— SELECTED EXCERPT —
Enola Holmes 3 to Bang My Box: The Robin Byrd Story – the seven best films to watch on TV this week

. UK edition

Enola Holmes (Millie Bobby Brown) and Dr Watson (Himesh Patel) star in Enola Holmes 3.
Young guns … Enola Holmes (Millie Bobby Brown) and Dr Watson (Himesh Patel) in Enola Holmes 3. Photograph: John Wilson/Netflix ©2026

Makers of mega-hit Adolescence Jack Thorne and Philip Barantini reunite for the next round of the sisterly Sherlock spin-off. Plus, Sarah Jessica Parker’s juicy look at the life of a legendary New York sex show host

Pick of the week
Enola Holmes 3

The Victorian-era teen mystery reunites ingenious screenwriter Jack Thorne with his Watson; director Philip Barantini. Barantini may be new to Enola Holmes but he’s not to Thorne, the two having collaborated on Netflix mega-hit Adolescence. That bodes well for this third movie, which sees the nepo-detective (Millie Bobby Brown) distracted from her destination wedding to the dreamy-but-drippy Lord Tewkesbury (Louis Partridge) by an unforeseen calamity. Dr Watson (Himesh Patel) arrives in Malta to tell Enola her brother, the famed sleuth Sherlock Holmes (Henry Cavill), has been kidnapped – and she is the only one Mother Holmes (Helena Bonham Carter) trusts to come to his rescue.

— GOAL A —
According to the film listing, why does the pairing of Jack Thorne and Philip Barantini bode well for Enola Holmes 3?
The entries that follow have no connection to the film listing.

— STORED ROWS —

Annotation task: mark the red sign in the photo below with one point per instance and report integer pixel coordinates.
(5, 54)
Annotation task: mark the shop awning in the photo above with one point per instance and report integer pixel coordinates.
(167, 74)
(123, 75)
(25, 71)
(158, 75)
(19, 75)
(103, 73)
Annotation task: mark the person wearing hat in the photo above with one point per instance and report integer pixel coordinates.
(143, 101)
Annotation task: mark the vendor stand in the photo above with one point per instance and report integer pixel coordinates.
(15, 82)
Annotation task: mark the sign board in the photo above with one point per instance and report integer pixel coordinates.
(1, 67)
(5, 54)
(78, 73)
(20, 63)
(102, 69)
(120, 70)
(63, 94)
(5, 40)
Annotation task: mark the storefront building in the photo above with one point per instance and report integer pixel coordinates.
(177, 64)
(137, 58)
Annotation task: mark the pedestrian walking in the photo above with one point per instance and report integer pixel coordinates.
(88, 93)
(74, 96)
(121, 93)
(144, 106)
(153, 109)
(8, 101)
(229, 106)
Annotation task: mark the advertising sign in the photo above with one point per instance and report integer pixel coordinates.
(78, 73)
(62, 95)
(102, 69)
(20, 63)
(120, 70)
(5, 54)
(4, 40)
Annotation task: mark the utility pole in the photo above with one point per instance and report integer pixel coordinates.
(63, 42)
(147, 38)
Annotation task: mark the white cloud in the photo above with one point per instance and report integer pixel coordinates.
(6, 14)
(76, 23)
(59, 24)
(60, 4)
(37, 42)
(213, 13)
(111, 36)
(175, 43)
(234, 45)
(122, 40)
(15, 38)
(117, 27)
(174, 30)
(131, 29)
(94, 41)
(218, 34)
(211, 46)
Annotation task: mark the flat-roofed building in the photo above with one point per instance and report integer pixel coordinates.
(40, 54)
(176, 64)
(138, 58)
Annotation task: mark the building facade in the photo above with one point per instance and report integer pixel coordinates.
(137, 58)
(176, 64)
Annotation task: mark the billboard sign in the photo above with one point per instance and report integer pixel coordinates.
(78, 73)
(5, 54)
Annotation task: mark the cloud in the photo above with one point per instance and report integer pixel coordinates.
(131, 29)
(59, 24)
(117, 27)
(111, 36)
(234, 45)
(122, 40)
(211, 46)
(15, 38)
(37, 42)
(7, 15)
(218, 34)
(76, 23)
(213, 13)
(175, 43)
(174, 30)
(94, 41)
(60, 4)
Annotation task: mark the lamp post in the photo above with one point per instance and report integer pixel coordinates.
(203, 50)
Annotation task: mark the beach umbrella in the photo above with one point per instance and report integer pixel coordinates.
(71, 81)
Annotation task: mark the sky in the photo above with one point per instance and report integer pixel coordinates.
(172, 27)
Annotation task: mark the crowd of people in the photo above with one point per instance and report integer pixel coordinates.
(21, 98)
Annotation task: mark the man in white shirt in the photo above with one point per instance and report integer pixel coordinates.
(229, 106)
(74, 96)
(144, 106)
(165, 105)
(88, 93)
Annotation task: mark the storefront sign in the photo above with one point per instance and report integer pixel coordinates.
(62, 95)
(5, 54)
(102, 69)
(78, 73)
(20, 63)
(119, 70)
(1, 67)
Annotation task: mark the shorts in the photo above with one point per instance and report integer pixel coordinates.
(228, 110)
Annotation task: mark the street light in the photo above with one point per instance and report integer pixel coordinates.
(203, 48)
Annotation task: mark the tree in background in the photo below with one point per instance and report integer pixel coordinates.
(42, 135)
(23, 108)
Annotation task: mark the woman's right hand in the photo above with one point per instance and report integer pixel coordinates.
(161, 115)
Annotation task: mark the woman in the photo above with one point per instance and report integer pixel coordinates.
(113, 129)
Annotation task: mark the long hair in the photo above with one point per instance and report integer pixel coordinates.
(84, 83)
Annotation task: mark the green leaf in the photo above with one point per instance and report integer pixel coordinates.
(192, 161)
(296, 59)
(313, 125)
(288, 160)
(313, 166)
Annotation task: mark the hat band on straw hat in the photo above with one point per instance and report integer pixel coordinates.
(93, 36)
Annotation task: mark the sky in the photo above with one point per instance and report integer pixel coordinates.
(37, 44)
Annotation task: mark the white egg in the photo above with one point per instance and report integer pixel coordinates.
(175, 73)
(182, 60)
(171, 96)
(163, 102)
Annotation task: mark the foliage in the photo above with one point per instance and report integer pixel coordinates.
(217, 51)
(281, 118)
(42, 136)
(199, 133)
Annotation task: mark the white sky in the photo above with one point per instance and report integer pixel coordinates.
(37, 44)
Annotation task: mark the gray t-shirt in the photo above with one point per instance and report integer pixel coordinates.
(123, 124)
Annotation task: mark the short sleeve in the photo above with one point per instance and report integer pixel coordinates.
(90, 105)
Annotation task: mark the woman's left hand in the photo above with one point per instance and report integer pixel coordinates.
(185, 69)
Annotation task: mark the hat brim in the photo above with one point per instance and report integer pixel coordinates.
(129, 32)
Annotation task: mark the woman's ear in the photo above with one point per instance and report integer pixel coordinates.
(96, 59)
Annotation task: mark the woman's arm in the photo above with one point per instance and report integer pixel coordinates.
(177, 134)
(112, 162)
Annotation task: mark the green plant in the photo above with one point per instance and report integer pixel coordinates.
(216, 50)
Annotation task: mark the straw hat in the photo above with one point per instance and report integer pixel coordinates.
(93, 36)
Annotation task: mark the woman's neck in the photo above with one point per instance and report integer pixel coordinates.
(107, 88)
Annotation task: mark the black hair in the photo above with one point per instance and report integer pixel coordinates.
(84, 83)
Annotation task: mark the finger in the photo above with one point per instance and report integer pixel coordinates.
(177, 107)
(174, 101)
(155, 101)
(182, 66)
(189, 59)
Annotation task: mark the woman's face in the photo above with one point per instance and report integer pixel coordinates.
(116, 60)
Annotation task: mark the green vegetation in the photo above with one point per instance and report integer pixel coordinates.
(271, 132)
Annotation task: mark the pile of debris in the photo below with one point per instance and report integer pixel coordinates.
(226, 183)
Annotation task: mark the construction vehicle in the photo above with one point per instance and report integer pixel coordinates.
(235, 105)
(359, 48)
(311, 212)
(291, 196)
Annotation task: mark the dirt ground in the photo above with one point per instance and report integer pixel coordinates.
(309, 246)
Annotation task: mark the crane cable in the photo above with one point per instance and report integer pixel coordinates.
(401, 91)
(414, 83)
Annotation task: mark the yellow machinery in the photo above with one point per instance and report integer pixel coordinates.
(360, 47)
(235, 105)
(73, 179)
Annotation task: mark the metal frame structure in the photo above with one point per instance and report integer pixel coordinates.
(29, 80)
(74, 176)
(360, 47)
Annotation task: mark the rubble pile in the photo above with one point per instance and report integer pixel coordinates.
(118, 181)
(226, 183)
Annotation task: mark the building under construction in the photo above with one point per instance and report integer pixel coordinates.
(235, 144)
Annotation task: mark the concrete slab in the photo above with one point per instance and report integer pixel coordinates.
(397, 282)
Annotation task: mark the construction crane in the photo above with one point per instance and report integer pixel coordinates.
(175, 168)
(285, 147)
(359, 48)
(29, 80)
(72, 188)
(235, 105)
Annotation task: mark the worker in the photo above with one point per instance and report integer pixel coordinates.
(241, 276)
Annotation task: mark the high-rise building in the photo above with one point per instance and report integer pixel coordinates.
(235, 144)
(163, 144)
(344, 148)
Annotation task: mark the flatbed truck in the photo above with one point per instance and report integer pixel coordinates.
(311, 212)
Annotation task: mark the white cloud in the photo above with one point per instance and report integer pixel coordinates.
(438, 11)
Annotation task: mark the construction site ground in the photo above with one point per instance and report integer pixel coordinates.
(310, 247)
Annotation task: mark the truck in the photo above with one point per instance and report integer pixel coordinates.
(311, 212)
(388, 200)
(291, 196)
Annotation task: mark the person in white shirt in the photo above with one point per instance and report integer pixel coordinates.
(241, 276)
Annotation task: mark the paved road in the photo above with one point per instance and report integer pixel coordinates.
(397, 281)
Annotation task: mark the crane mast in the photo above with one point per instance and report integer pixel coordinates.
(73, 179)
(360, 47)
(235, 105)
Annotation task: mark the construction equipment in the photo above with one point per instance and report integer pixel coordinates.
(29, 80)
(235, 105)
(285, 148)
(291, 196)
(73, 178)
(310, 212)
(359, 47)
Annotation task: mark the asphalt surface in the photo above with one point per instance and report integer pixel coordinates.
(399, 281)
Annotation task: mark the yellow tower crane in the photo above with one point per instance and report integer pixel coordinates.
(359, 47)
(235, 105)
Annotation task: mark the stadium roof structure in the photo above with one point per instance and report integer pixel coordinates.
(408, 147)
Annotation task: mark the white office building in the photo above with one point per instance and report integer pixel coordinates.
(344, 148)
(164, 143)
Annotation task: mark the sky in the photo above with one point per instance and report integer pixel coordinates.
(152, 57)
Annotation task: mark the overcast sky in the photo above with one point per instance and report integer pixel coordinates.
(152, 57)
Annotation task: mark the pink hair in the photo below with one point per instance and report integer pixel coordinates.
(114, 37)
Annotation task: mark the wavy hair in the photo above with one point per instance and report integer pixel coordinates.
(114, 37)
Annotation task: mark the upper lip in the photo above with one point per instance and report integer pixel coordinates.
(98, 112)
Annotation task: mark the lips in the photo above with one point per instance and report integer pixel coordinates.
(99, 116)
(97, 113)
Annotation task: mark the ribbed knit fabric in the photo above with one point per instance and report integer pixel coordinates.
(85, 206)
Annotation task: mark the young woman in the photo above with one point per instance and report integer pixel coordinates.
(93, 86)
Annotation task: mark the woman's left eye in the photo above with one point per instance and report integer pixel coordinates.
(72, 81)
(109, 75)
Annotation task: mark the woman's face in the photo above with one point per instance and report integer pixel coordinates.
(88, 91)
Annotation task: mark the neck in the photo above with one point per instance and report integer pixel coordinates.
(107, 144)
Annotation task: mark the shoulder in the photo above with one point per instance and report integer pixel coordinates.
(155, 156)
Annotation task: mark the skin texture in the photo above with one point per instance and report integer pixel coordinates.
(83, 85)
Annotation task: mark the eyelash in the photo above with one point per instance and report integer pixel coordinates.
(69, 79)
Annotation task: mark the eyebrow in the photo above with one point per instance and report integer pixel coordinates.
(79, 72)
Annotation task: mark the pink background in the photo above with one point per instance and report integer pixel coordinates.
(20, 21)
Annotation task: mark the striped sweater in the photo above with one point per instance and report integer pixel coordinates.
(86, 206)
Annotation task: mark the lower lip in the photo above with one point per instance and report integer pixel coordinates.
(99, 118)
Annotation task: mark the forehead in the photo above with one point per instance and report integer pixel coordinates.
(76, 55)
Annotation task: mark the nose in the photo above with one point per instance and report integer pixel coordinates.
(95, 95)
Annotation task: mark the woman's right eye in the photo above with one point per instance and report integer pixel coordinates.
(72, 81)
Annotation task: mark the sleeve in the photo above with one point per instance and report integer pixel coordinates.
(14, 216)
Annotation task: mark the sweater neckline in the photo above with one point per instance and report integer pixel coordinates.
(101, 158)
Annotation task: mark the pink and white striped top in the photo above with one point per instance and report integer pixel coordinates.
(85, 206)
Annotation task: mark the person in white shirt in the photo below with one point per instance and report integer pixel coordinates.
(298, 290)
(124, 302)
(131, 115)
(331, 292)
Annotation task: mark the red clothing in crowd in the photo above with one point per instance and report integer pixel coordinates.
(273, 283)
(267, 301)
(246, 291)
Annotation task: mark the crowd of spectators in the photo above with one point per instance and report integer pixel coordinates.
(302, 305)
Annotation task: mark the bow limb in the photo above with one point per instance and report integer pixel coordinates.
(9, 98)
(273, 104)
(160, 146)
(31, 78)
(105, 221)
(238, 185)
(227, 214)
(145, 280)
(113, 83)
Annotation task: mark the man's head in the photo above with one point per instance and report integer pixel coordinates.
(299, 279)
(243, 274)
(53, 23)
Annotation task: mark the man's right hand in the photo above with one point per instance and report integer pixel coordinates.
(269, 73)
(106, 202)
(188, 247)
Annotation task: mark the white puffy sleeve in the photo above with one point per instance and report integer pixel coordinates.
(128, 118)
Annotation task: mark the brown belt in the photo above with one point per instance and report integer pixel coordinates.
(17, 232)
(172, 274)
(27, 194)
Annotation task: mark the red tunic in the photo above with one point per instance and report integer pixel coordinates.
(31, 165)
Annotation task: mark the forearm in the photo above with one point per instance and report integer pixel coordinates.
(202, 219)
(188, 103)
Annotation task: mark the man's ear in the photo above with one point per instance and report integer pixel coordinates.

— GOAL B —
Filter the entries, copying every line that contains the word "person".

— WORKED SOLUTION A —
The two previously worked together on the Netflix mega-hit Adolescence. Barantini is new to Enola Holmes, but not to working with Thorne.

— WORKED SOLUTION B —
Annotation task: mark the person wearing hat in the photo above with one point per instance and report integer pixel coordinates.
Annotation task: mark the person in white shirt in the photo above with one point per instance and report integer pixel coordinates.
Annotation task: mark the person in white shirt in the photo below with one point per instance and report integer pixel coordinates.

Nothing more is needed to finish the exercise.